READING TEXT:
* START *

To develop a teacher evaluation system that is exemplary, there have to be clear, valid, and robust standards for such a system. So, before offering my particular version, as promised recently, I offer below a set of standards for use in building, critiquing, or improving any such system – including my own, to be posted next time.
The purpose of any proper evaluation is legitimate accountability and helpful feedback. Accountability means that we must be both responsible and responsive to feedback against legitimate organizational goals. Humans need to be held accountable because we have blind spots as well as good intentions. So, formal feedback against results is useful for both organization and employee in a healthy system.
Evaluation asks: how are we doing against our obligations? i.e. in schools it means asking: how well are students engaging, learning, and achieving? What have been our personal successes as causers of learning? What (inevitable) improvements are suggested by results to better honor our responsibilities?

* END *

EXTRACTED MATERIAL:
* START *

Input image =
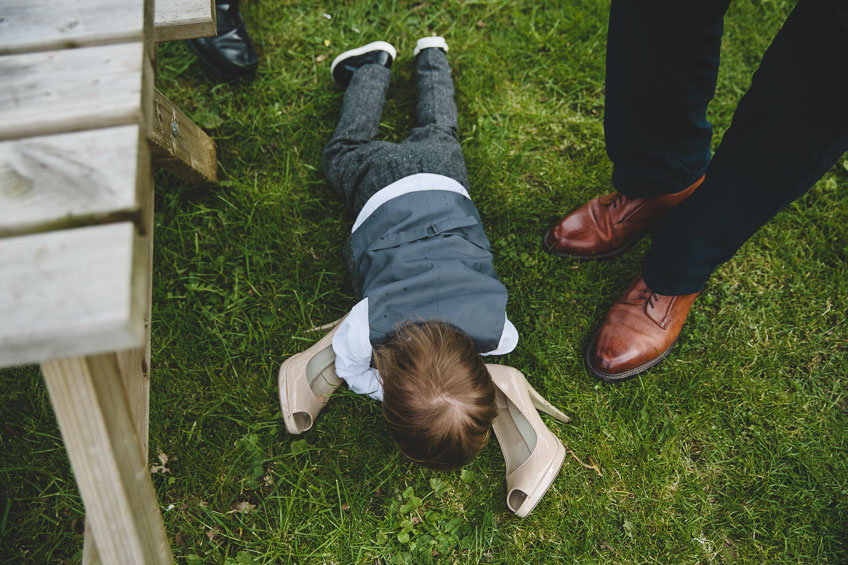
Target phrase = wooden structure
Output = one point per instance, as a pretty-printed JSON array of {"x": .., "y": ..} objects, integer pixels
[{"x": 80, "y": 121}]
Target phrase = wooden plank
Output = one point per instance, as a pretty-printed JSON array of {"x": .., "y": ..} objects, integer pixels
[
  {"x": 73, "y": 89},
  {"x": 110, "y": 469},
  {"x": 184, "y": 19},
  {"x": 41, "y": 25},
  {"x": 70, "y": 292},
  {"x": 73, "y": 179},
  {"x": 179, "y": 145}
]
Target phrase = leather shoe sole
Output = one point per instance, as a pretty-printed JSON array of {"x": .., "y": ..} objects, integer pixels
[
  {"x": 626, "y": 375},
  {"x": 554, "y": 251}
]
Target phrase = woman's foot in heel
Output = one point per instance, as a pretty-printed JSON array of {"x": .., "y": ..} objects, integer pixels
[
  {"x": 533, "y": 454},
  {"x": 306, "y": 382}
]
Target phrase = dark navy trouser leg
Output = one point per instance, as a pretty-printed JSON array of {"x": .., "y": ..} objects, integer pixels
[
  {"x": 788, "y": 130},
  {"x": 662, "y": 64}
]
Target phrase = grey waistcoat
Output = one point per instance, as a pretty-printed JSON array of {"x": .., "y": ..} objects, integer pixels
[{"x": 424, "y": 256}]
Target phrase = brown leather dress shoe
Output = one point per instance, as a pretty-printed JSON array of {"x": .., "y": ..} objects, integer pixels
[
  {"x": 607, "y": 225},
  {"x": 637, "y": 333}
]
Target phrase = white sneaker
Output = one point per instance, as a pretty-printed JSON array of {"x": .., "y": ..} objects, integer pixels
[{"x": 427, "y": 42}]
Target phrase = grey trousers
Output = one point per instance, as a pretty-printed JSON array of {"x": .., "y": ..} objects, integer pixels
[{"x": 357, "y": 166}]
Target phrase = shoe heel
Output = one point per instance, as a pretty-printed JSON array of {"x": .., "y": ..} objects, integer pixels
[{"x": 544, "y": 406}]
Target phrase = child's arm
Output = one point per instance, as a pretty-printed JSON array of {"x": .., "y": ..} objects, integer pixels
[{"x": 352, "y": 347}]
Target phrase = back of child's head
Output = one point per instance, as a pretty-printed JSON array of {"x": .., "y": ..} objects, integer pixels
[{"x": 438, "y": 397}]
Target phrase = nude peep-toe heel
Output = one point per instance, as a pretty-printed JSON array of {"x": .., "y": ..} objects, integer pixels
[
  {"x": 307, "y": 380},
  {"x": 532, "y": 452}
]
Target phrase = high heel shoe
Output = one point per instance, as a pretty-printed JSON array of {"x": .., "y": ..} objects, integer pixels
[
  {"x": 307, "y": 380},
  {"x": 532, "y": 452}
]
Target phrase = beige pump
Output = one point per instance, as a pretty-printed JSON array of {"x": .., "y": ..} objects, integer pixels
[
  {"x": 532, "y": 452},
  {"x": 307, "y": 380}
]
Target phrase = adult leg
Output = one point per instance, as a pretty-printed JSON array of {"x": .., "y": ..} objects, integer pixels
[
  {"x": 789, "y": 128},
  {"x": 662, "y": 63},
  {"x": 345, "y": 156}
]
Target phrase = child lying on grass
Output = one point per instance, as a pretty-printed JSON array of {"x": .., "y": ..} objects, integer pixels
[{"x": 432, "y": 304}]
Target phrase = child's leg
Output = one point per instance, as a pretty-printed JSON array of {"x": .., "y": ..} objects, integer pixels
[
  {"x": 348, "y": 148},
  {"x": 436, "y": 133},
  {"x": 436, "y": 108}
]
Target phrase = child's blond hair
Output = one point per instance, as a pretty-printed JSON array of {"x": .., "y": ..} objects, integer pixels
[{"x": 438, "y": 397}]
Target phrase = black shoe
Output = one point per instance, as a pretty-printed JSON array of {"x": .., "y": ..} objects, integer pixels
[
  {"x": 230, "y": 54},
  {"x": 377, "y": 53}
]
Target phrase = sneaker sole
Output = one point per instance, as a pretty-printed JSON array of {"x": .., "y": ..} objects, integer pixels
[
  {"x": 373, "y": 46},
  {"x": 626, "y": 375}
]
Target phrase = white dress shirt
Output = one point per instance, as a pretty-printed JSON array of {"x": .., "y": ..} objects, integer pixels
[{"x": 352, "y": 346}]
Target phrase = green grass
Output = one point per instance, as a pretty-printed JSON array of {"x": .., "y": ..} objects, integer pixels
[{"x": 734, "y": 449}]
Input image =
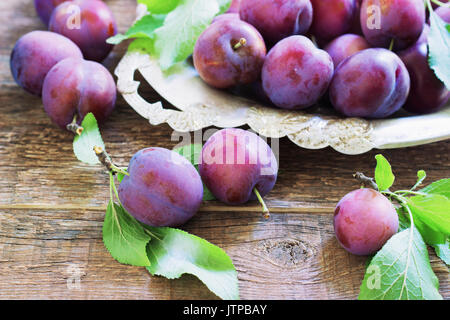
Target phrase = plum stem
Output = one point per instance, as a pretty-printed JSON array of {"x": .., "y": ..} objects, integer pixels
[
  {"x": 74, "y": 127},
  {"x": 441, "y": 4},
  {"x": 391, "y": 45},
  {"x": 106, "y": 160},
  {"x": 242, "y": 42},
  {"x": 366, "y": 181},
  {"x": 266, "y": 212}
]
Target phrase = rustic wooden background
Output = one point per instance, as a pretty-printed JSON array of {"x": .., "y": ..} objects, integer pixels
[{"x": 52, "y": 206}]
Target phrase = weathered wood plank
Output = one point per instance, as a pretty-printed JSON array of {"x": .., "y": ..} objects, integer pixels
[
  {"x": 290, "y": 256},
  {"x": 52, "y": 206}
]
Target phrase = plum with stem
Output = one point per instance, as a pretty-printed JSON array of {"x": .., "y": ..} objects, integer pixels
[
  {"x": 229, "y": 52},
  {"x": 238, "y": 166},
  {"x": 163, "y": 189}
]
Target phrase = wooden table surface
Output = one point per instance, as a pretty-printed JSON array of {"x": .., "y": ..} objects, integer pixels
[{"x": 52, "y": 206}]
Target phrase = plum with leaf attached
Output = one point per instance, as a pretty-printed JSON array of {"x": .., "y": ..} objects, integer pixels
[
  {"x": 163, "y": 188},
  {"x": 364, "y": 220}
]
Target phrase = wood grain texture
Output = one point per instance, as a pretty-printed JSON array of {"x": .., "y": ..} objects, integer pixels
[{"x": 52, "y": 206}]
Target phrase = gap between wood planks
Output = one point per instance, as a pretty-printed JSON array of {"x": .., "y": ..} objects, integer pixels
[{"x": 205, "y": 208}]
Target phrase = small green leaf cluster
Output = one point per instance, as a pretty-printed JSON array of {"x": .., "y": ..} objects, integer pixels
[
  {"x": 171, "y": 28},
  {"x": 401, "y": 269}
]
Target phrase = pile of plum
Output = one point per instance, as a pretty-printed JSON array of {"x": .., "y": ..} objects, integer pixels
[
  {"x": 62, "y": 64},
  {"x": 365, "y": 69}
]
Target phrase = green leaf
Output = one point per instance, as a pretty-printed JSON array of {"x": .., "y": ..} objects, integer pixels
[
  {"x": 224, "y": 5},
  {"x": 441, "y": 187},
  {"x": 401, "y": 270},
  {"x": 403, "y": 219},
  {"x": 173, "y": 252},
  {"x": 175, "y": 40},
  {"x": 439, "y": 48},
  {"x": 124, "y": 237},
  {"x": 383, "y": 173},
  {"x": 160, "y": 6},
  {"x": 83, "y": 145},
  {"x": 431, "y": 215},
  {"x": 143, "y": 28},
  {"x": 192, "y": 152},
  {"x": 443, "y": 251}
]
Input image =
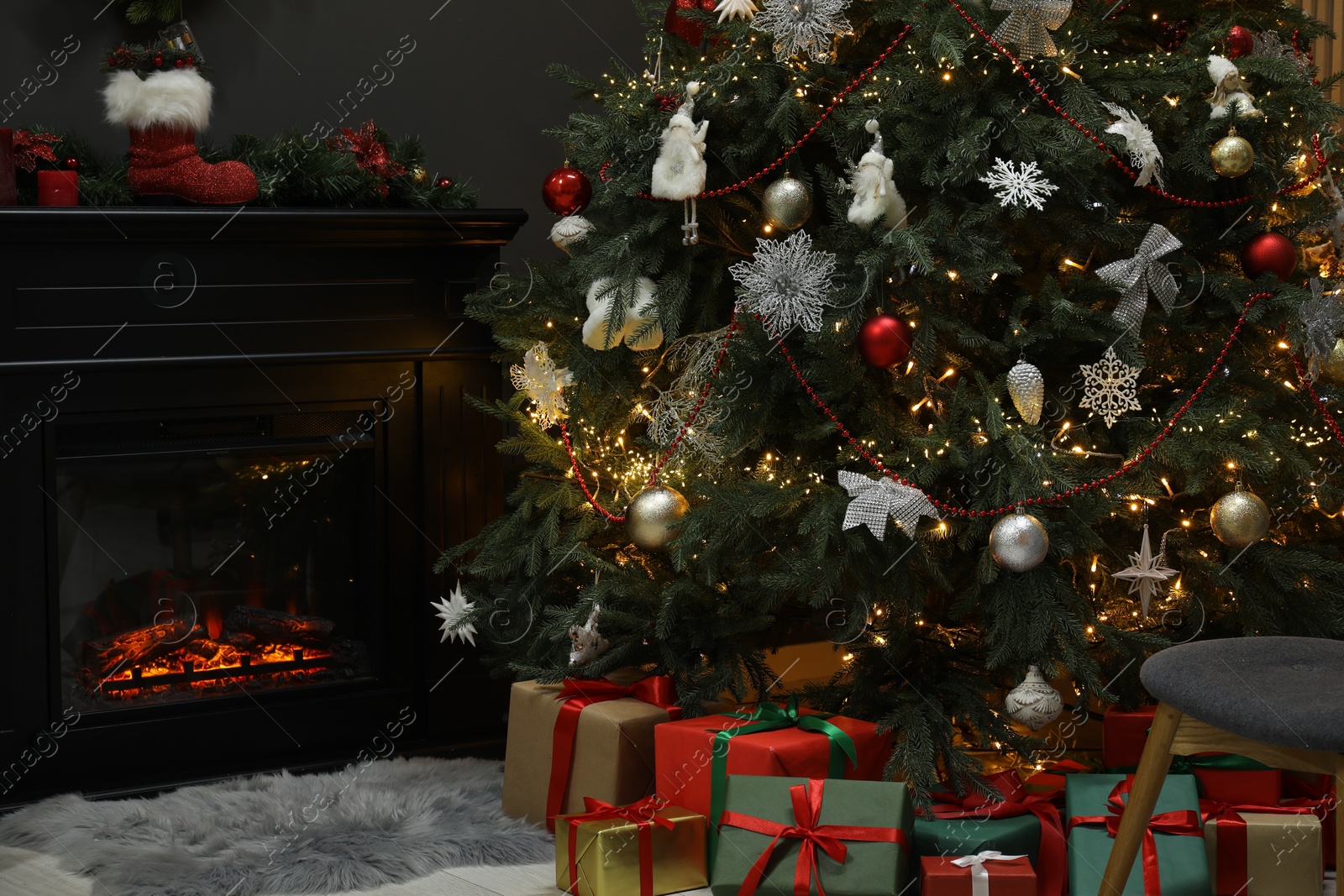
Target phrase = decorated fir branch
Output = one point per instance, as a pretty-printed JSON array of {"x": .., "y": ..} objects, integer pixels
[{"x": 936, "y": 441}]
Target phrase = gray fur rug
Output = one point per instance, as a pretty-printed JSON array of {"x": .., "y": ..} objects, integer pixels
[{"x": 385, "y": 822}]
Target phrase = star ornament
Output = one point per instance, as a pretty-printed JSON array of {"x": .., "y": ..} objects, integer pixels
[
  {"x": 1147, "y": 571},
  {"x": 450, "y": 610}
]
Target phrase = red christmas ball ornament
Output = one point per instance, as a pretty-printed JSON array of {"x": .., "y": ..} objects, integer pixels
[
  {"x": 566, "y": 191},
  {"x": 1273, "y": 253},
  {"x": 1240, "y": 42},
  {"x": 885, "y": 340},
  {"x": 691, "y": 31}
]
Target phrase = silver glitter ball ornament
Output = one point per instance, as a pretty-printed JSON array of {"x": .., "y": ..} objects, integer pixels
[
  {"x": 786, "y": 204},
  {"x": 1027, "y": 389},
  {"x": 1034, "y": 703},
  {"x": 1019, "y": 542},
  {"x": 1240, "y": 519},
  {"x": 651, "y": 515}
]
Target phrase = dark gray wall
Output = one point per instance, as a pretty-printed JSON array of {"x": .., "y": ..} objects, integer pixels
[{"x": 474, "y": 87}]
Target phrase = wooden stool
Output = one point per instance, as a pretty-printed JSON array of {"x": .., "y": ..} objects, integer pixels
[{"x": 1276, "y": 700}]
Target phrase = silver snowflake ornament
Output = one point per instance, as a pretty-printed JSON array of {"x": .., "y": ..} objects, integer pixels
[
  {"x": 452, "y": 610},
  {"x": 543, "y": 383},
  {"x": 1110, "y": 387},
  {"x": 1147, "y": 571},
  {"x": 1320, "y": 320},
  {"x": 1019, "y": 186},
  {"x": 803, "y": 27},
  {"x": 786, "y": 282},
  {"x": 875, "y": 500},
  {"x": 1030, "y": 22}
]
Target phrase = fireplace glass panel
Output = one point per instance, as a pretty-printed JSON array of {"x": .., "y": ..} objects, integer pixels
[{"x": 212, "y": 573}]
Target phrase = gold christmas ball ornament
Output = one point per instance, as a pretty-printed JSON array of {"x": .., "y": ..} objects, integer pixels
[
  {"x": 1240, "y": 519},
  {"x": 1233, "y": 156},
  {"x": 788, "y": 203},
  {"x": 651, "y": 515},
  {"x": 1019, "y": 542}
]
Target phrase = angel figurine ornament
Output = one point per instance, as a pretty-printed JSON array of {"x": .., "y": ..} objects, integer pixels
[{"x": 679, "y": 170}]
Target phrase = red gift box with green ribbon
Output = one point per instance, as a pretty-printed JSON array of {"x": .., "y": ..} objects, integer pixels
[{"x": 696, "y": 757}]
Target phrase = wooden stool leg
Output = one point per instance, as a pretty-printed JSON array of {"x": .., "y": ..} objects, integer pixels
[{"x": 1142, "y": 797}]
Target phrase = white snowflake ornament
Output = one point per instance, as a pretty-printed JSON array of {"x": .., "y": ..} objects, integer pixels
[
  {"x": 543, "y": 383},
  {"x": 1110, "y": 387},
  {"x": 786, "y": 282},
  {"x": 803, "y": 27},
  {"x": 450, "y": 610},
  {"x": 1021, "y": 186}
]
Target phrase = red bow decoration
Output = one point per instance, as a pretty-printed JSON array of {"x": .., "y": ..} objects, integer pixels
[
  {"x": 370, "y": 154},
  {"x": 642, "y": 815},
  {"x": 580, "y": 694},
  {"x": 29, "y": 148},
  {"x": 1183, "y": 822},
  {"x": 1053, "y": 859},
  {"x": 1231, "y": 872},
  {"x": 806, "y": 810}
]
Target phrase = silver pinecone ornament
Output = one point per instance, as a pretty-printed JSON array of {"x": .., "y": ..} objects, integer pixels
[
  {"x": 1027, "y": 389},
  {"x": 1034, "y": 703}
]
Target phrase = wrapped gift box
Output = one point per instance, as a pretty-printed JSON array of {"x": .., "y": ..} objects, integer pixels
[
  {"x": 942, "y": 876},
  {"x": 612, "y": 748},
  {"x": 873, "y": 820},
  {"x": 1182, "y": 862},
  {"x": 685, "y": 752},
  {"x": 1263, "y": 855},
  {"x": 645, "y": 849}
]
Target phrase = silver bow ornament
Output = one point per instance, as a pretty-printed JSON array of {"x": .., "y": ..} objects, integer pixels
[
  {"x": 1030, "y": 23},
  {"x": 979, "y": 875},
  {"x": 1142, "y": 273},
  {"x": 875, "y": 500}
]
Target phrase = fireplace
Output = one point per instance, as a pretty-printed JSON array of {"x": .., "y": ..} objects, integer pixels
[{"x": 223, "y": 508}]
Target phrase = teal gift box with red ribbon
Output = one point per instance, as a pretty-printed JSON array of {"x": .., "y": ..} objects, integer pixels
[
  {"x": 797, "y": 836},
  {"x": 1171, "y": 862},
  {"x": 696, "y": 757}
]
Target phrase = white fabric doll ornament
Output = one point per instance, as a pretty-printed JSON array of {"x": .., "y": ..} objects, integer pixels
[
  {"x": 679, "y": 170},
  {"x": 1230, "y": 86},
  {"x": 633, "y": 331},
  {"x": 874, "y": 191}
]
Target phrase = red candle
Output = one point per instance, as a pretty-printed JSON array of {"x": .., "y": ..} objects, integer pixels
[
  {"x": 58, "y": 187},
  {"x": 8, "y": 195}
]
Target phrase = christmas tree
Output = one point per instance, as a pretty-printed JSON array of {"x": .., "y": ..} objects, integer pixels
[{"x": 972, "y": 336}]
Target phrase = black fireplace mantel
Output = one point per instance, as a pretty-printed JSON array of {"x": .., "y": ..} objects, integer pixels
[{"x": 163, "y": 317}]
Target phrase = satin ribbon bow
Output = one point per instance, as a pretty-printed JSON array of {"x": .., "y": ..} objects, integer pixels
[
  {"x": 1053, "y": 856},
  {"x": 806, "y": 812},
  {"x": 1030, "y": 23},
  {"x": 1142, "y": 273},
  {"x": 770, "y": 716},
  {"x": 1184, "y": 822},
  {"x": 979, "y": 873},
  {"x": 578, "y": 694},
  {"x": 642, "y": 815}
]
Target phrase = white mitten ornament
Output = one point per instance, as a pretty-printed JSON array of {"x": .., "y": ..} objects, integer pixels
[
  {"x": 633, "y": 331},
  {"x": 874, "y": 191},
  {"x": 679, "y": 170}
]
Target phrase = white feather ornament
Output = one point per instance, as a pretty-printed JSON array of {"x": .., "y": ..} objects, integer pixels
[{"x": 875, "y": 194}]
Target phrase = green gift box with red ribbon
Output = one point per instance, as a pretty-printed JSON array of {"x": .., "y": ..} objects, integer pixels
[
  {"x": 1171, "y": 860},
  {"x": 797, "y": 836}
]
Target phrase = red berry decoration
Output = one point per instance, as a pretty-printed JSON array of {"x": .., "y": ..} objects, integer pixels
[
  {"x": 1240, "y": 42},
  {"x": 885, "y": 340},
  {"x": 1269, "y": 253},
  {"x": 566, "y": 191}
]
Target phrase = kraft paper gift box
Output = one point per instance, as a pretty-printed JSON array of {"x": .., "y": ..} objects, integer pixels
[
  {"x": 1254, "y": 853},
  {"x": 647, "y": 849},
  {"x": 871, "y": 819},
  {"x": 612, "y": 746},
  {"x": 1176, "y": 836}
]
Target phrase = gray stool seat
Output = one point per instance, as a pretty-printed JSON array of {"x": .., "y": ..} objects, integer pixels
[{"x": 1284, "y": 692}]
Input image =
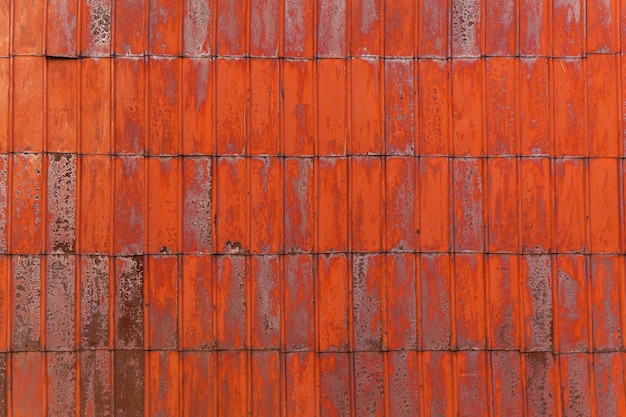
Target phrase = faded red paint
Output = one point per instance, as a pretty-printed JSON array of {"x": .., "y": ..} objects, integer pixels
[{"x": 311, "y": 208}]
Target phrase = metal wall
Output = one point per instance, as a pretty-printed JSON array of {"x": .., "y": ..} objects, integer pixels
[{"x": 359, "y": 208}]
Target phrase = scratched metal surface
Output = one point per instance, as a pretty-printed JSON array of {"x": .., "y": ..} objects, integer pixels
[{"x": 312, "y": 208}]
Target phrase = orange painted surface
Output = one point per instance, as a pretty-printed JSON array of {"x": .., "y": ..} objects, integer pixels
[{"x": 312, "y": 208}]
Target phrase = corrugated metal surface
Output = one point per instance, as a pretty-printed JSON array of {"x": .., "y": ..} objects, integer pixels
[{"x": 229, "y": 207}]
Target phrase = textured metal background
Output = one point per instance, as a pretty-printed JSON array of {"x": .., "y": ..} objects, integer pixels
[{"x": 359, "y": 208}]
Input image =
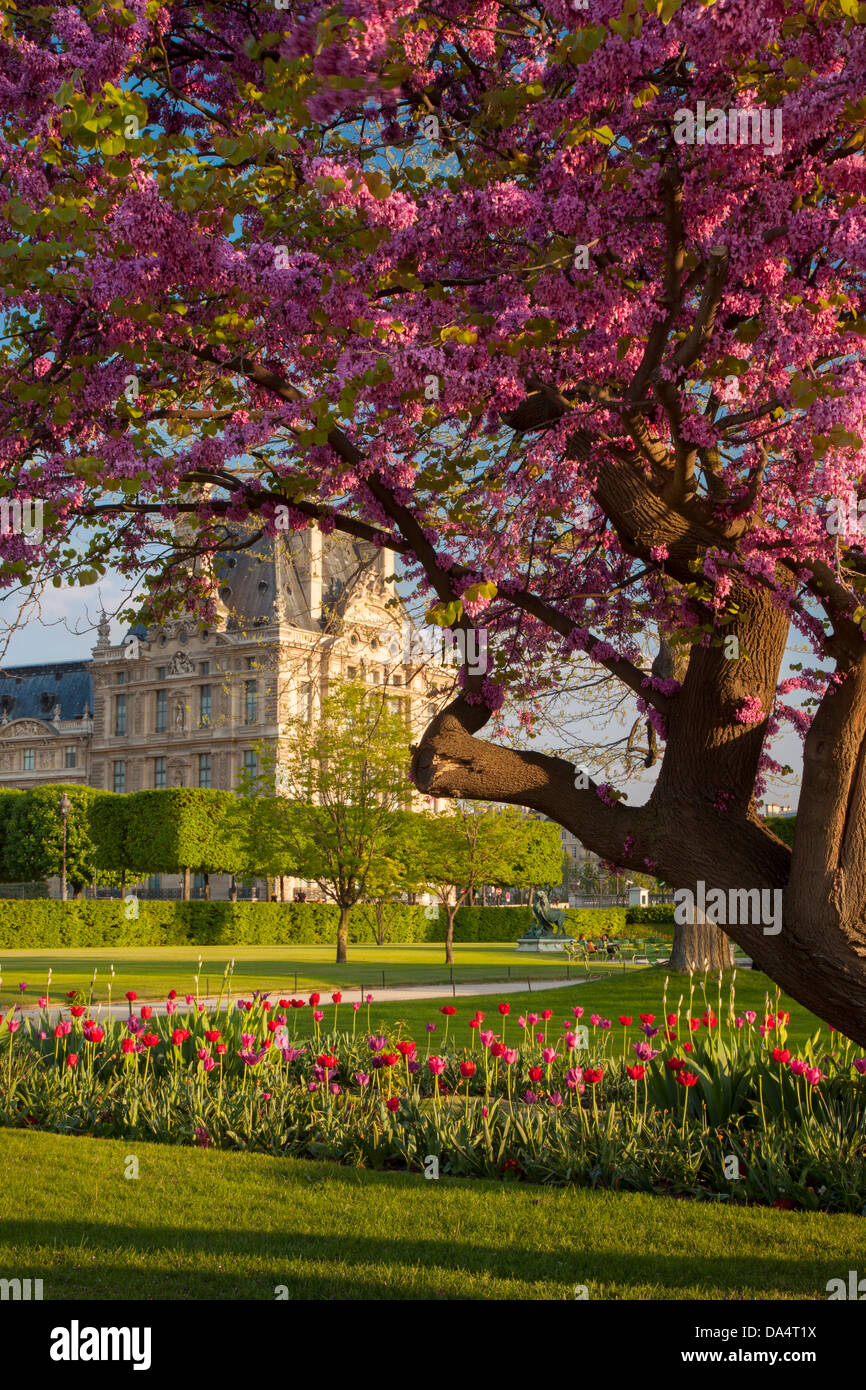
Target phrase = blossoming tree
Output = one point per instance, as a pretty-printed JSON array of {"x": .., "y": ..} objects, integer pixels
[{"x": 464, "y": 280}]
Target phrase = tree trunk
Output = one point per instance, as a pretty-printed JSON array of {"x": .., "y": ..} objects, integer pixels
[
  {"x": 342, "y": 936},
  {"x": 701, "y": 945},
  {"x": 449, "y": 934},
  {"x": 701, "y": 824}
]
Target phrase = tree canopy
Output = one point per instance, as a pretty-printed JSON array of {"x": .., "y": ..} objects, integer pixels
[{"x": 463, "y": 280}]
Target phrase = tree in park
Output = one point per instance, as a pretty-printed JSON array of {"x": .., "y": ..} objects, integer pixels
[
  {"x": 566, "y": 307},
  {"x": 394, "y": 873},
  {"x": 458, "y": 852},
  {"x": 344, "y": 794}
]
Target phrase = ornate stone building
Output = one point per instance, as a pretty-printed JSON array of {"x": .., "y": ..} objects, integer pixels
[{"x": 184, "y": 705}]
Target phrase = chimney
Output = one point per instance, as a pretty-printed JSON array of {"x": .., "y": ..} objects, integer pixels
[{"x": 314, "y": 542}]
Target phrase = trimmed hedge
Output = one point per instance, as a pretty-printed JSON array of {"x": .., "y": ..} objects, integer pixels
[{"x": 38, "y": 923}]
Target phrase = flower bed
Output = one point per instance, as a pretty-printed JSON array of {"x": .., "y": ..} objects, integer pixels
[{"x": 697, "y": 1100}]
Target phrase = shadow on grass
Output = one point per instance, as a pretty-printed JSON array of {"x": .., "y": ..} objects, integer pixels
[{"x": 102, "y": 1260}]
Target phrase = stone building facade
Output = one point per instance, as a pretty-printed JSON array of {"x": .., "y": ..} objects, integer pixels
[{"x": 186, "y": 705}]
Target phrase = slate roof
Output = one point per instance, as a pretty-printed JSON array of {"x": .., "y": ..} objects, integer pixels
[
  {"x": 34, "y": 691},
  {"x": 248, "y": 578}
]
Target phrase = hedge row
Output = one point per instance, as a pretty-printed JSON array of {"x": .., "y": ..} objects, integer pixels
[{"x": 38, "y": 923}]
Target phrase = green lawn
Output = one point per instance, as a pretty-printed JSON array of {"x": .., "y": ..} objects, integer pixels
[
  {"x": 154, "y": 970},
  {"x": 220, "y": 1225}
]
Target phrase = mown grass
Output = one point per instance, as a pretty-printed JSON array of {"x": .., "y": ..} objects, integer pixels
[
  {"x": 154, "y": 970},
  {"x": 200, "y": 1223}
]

* END *

COMPLETE THE FOLLOWING:
1. Name the qualities that the text on teacher evaluation says the standards for an exemplary evaluation system must have.
2. Write the next paragraph of the text on teacher evaluation, picking up after its final sentence.

ANSWERS TO THE TASKS:
1. Clear, valid, and robust

2.
Thus, for any evaluation to be legitimate and helpful it must be –
- Outcome-based, using salient performance-based job descriptions & indicators
- Evidence-based, in which all key inferences are supported by data
- Valid, based on Mission and key learning goals and tasks, with no arbitrary value-added targets, tests, performance criteria, or weighting of criteria
- Reliable, based on multiple measures, evidence, and feedback sources over time
- Transparent, based on direct evidence that provides a clear account of achievement as well as helpful and actionable feedback
- Honest about employee strengths and weaknesses relative to goals
- Fair, based on opportunities to show one’s results and strengths, in context; and where one can appeal a rating that one believes in unfair
- Growth focused, to encourage ongoing learning and constant adjustments, not unimaginative compliance
- Credible to all stakeholders; not hypocritically imposed unilaterally
- Feasible in terms of time for sufficient evidence collection by supervisors and discussion with employees.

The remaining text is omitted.